**PROBLEM DESCRIPTION**
Copy out the data exactly, leaving the pictures behind.

※

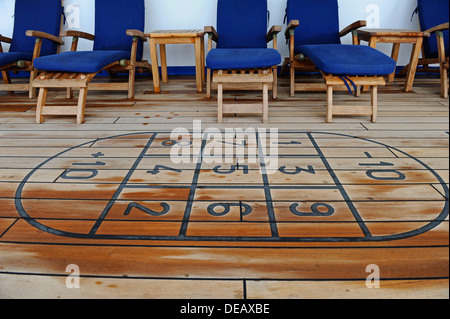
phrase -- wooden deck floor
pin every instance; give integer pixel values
(106, 197)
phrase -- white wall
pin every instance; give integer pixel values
(195, 14)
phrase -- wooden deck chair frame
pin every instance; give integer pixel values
(298, 62)
(243, 79)
(26, 65)
(82, 81)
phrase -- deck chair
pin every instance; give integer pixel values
(241, 59)
(433, 17)
(37, 27)
(118, 47)
(319, 24)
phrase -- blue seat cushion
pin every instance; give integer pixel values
(340, 59)
(242, 24)
(319, 21)
(229, 59)
(11, 57)
(79, 62)
(432, 14)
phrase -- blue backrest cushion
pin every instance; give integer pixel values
(38, 15)
(112, 19)
(242, 24)
(319, 21)
(433, 13)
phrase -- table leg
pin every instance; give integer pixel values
(155, 69)
(198, 64)
(162, 51)
(415, 54)
(394, 55)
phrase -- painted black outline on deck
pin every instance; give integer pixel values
(266, 187)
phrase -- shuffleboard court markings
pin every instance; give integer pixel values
(154, 199)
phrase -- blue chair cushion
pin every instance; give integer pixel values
(11, 57)
(319, 21)
(42, 15)
(79, 62)
(112, 19)
(340, 59)
(242, 24)
(229, 59)
(432, 14)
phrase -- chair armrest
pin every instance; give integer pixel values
(212, 33)
(5, 39)
(290, 28)
(355, 25)
(78, 34)
(44, 35)
(137, 33)
(441, 27)
(273, 32)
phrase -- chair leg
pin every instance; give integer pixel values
(442, 64)
(7, 79)
(69, 93)
(131, 82)
(374, 101)
(329, 104)
(292, 81)
(42, 98)
(220, 103)
(81, 105)
(265, 102)
(444, 83)
(208, 83)
(275, 83)
(32, 92)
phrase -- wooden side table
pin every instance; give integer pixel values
(163, 37)
(395, 36)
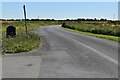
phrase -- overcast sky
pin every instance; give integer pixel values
(60, 10)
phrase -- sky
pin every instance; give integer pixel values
(60, 10)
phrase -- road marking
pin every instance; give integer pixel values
(101, 54)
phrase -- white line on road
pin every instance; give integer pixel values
(101, 54)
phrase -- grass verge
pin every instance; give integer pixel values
(21, 43)
(108, 37)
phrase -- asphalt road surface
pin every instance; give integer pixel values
(65, 54)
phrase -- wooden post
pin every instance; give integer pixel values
(25, 18)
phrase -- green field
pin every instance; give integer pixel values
(107, 30)
(22, 42)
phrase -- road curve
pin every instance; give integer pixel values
(64, 54)
(73, 55)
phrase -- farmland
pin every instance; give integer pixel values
(103, 29)
(26, 42)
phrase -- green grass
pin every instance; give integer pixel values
(108, 37)
(22, 42)
(107, 28)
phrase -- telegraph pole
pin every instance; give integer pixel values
(25, 18)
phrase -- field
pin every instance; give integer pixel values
(103, 29)
(22, 42)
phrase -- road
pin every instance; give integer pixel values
(65, 54)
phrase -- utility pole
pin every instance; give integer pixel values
(25, 18)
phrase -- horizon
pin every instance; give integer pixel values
(61, 10)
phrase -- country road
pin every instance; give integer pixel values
(65, 54)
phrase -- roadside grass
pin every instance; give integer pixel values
(108, 37)
(22, 42)
(106, 30)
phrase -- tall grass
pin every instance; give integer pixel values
(22, 42)
(105, 30)
(96, 28)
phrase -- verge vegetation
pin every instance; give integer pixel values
(22, 42)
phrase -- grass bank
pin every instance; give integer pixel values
(105, 30)
(108, 37)
(22, 42)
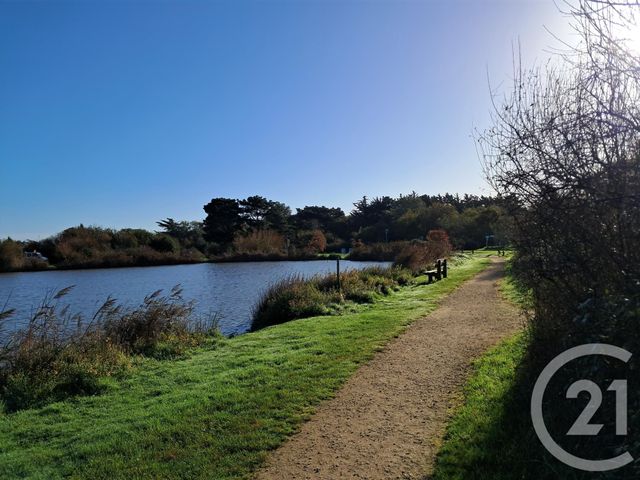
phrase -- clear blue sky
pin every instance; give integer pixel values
(123, 113)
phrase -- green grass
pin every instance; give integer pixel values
(481, 439)
(489, 434)
(217, 413)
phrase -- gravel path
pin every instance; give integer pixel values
(388, 419)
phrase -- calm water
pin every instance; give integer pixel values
(228, 289)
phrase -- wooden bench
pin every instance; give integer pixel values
(439, 272)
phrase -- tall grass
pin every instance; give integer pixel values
(57, 354)
(296, 297)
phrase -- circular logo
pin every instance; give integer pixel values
(582, 426)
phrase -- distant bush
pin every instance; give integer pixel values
(295, 297)
(57, 355)
(164, 243)
(317, 243)
(419, 255)
(259, 242)
(377, 251)
(11, 256)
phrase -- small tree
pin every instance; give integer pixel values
(11, 256)
(317, 242)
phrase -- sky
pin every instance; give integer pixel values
(121, 113)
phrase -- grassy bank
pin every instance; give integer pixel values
(484, 438)
(218, 412)
(489, 436)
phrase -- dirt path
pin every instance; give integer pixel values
(387, 420)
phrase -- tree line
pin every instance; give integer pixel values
(260, 228)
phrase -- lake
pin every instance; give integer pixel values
(228, 289)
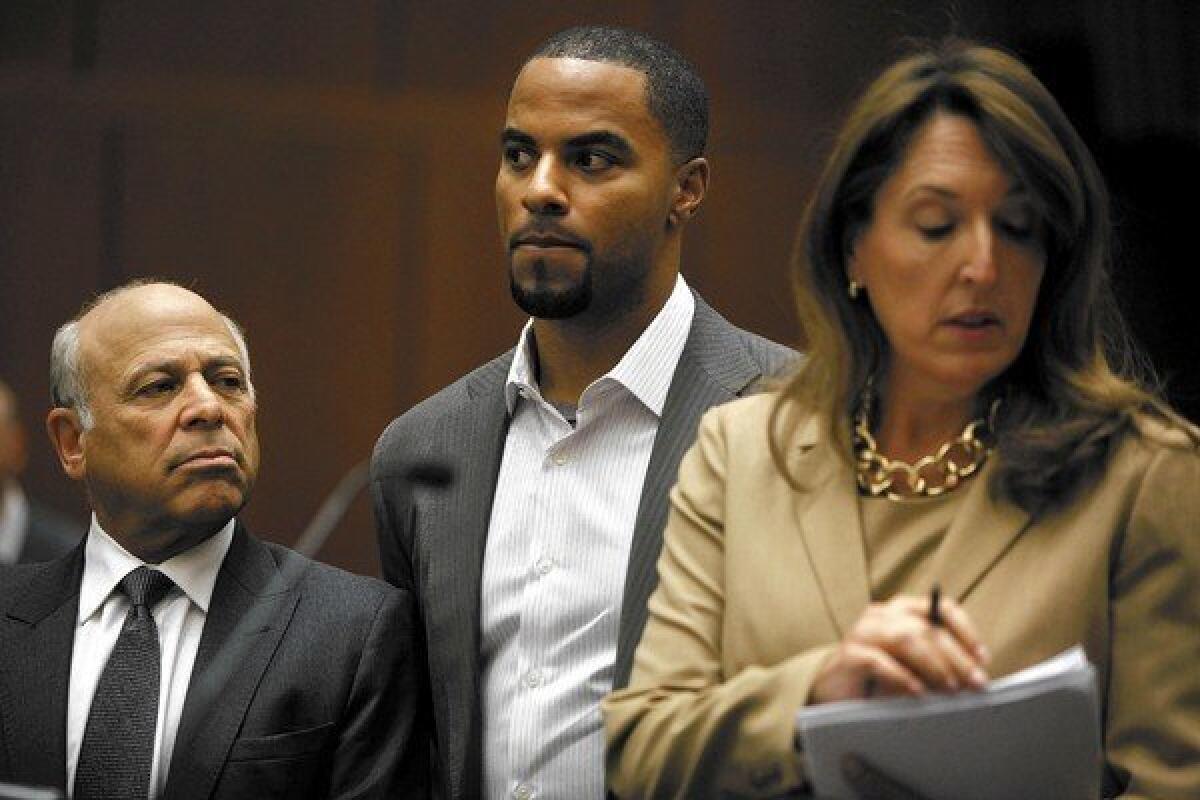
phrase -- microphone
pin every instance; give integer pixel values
(421, 474)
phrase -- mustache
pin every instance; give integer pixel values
(540, 233)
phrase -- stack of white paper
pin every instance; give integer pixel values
(1032, 734)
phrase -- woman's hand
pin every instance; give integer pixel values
(894, 649)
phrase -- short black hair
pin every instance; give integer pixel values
(675, 92)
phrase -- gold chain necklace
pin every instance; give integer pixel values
(931, 475)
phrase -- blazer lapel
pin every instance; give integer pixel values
(460, 515)
(970, 547)
(34, 711)
(713, 368)
(252, 605)
(832, 529)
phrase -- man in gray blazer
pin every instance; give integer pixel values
(532, 567)
(172, 654)
(29, 531)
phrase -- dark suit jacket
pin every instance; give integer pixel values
(303, 685)
(48, 535)
(432, 541)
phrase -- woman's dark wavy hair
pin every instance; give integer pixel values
(1079, 380)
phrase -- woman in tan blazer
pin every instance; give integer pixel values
(971, 416)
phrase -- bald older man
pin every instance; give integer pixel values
(172, 654)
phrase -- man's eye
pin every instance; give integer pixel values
(517, 157)
(592, 161)
(935, 233)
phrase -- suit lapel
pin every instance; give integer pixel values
(37, 669)
(713, 368)
(970, 549)
(252, 605)
(832, 529)
(459, 517)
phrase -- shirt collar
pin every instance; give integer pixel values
(13, 517)
(647, 367)
(193, 571)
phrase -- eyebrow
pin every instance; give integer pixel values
(171, 365)
(591, 139)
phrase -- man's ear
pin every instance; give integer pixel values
(66, 437)
(691, 185)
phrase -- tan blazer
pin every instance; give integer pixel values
(757, 582)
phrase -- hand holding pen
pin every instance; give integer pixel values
(906, 645)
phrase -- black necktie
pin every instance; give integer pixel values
(118, 741)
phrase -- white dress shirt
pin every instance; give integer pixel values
(13, 522)
(555, 563)
(180, 619)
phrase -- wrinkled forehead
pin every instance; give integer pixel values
(603, 90)
(143, 329)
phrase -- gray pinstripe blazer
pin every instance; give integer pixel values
(432, 541)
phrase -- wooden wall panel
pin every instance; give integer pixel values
(324, 172)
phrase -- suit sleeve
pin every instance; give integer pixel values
(1152, 727)
(382, 746)
(683, 728)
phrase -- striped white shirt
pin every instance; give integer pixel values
(555, 563)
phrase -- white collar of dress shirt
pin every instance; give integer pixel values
(13, 515)
(195, 571)
(647, 367)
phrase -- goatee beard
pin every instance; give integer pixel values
(543, 302)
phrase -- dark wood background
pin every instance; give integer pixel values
(323, 172)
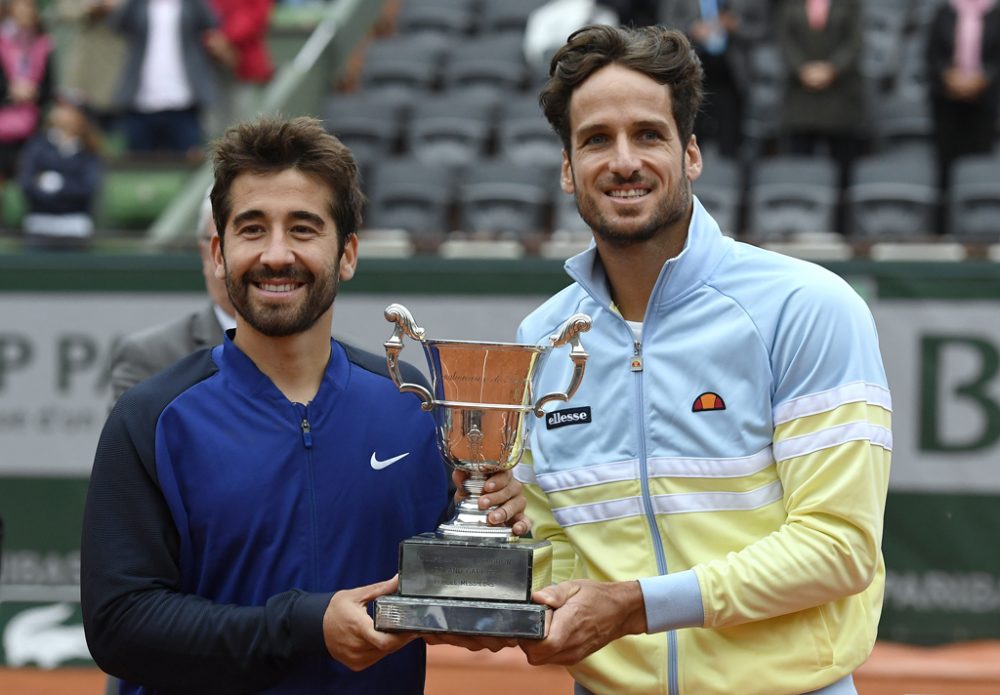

※

**COMPLETED TASK**
phrase -- wooden deck floor
pin every instance; give integer pixel values
(106, 197)
phrase -- white wall
pin every instance; give integer pixel values
(195, 14)
phrase -- wooden deck chair frame
pin every instance; give integer pixel values
(298, 62)
(243, 79)
(26, 65)
(82, 81)
phrase -- deck chair
pin every instance; give integer pixel values
(241, 59)
(433, 17)
(37, 27)
(118, 47)
(319, 24)
phrase -- blue seat cushion
pin every instance; give integer pixel values
(340, 59)
(242, 24)
(319, 21)
(229, 59)
(11, 57)
(79, 62)
(432, 14)
phrase -- blue backrest cushion
pin every instance; give integer pixel values
(38, 15)
(112, 19)
(242, 24)
(319, 21)
(433, 13)
phrase -- table leg
pin every instance; give integer pixel values
(155, 69)
(198, 64)
(162, 51)
(415, 54)
(394, 55)
phrase -- painted black outline on deck
pin every instance; give integer pixel values
(266, 187)
phrase -- shuffleboard court markings
pin every instance; give integer pixel values
(154, 199)
phrase -- blue chair cushion
pin every instance; give integer pixel values
(11, 57)
(319, 21)
(42, 15)
(79, 62)
(112, 19)
(340, 59)
(242, 24)
(229, 59)
(432, 14)
phrase -- chair armrest
pin every instance; give integer pixel values
(212, 33)
(5, 39)
(290, 28)
(355, 25)
(78, 34)
(44, 35)
(137, 33)
(441, 27)
(273, 32)
phrase -- chair leg
pin every instance; give integer pixel values
(442, 64)
(7, 79)
(69, 93)
(131, 82)
(374, 101)
(329, 104)
(292, 81)
(42, 98)
(220, 103)
(81, 105)
(265, 102)
(444, 83)
(208, 83)
(275, 83)
(32, 92)
phrase -- wooden side table
pin every instance; give integer pixel values
(163, 37)
(395, 36)
phrase -- overcast sky
pin every instance; give integer pixel values
(60, 10)
phrase -- sky
pin every instance; give integer pixel values
(60, 10)
phrase -- road marking
pin every instance; give integer pixel values
(101, 54)
phrase -- white line on road
pin every instance; give integer pixel values
(101, 54)
phrase -- grass verge
pin every instance; give integer pixel values
(21, 43)
(108, 37)
phrase -- asphalt road surface
pin every instance; give integer pixel values
(65, 54)
phrase -- wooden post
pin every instance; give integer pixel values
(25, 18)
phrase -- green field
pin every instance; give integer pixel values
(107, 30)
(22, 42)
phrase -- road curve
pin every instance; give integer pixel values
(64, 54)
(73, 55)
phrase -- farmland
pin every instance; give integer pixel values
(103, 29)
(26, 42)
phrase -- green grass
pin every instance; give integer pixel values
(108, 37)
(22, 42)
(107, 28)
phrase -- telegraph pole
pin every instance; give integer pixel values
(25, 18)
phrase -- field
pin every instance; give integer pixel values
(103, 29)
(22, 42)
phrase -- road
pin every instance; give integer pixel values
(65, 54)
phrase -- utility pole
pin every instance; give integer pixel values
(25, 18)
phrase -- horizon
pin every instance; give integer pixel values
(61, 10)
phrase -- country road
pin every instance; give integer pixel values
(65, 54)
phrase -- roadside grass
pin every instance; give integer pixel values
(108, 37)
(22, 42)
(106, 30)
phrase -- tall grass
pin every instance; give integer pixel values
(22, 42)
(105, 30)
(96, 28)
phrase -- verge vegetation
pin every instance; give integer pixel values
(22, 42)
phrase -- grass bank
pin every instance; give integer pixel values
(105, 30)
(108, 37)
(22, 42)
phrase -- clear blue sky
pin every instance; give integer pixel values
(123, 113)
phrase -- green grass
pin every instance; give integer pixel values
(481, 439)
(489, 434)
(217, 413)
phrase -- gravel path
pin every instance; give integer pixel values
(388, 419)
phrase -- calm water
pin every instance; give integer pixel values
(228, 289)
phrase -- wooden bench
pin every instance; give integer pixel values
(439, 272)
phrase -- tall grass
pin every instance; give integer pixel values
(57, 354)
(296, 297)
phrase -- circular logo
pin every instance; give integer pixel values
(582, 426)
phrase -- distant bush
pin every instance; give integer pixel values
(295, 297)
(57, 355)
(164, 243)
(317, 243)
(419, 255)
(259, 242)
(377, 251)
(11, 256)
phrase -- small tree
pin every instance; give integer pixel values
(11, 256)
(317, 242)
phrase -- sky
pin every instance; give integer pixel values
(121, 113)
phrase -- grassy bank
pin every instance; give integer pixel values
(484, 438)
(218, 412)
(489, 436)
phrase -- dirt path
pin every instance; give integer pixel values
(387, 420)
phrase -- tree line
pin every instance; give integer pixel values
(260, 228)
phrase -- lake
pin every instance; give integer pixel values
(228, 289)
phrase -- microphone
pin every instance; give integer pixel values
(421, 474)
phrase -- mustache
pin every instance; give integer pixel values
(540, 233)
phrase -- stack of white paper
pin every instance; give integer pixel values
(1032, 734)
phrase -- woman's hand
pin every instance; give integer pixel values
(894, 649)
phrase -- short black hair
pin every instance; give integer pixel values
(675, 92)
phrase -- gold chain necklace
pin every instance; give integer pixel values
(931, 475)
phrase -- blazer lapel
pin every instance; give integer pixel values
(460, 515)
(970, 547)
(34, 711)
(713, 368)
(252, 605)
(832, 529)
phrase -- man in gray blazer
pin every instance; give integer pixel values
(532, 567)
(172, 654)
(29, 531)
phrase -- dark suit jacket
pin every instance; give integer pixel values
(303, 685)
(48, 535)
(432, 541)
phrase -- woman's dark wavy hair
pin every instance; give integer pixel values
(1079, 380)
phrase -- woman in tan blazer
pin every instance; give integer pixel values
(971, 416)
phrase -- bald older man
pin every instance; give integer pixel values
(172, 654)
phrase -- man's eye
pin every instance; give integer pixel values
(517, 157)
(592, 161)
(935, 233)
phrase -- suit lapel
pin every instance; give integer pixel values
(37, 669)
(713, 368)
(970, 549)
(252, 605)
(832, 529)
(459, 517)
phrase -- shirt collar
pin every instance; give integer pixel values
(13, 517)
(647, 367)
(193, 571)
phrase -- eyebrow
pin every instance; give integer pixel values
(171, 365)
(591, 139)
phrase -- man's ear
pin every instance; give integer pixel values
(66, 437)
(691, 185)
phrase -- tan blazer
pin every instance; give integer pixel values
(757, 582)
phrase -- hand holding pen
pin every instance; give integer pixel values
(906, 645)
phrase -- black necktie
pin every instance; give integer pixel values
(118, 741)
phrase -- white dress shirt
pin every instance; give integer pixel values
(13, 522)
(555, 563)
(180, 619)
phrase -- wrinkled forehead
pin every instance; give integer pixel values
(603, 90)
(143, 329)
phrase -- gray pinstripe blazer
pin every instance; give integer pixel values
(432, 541)
phrase -- wooden wall panel
pin every instance; give integer pixel values
(324, 172)
phrase -- suit sleeve
pin every instance; give integer pixel values
(1152, 727)
(382, 746)
(683, 728)
phrase -- striped white shirt
pin every instance; give integer pixel values
(555, 563)
phrase -- white collar of dress shirt
pin every instance; give integer pixel values
(13, 515)
(195, 571)
(647, 367)
phrase -- goatee beard
pin every instance; give integer pixel values
(543, 302)
phrase -- dark wood background
pin every instance; give integer pixel values
(323, 172)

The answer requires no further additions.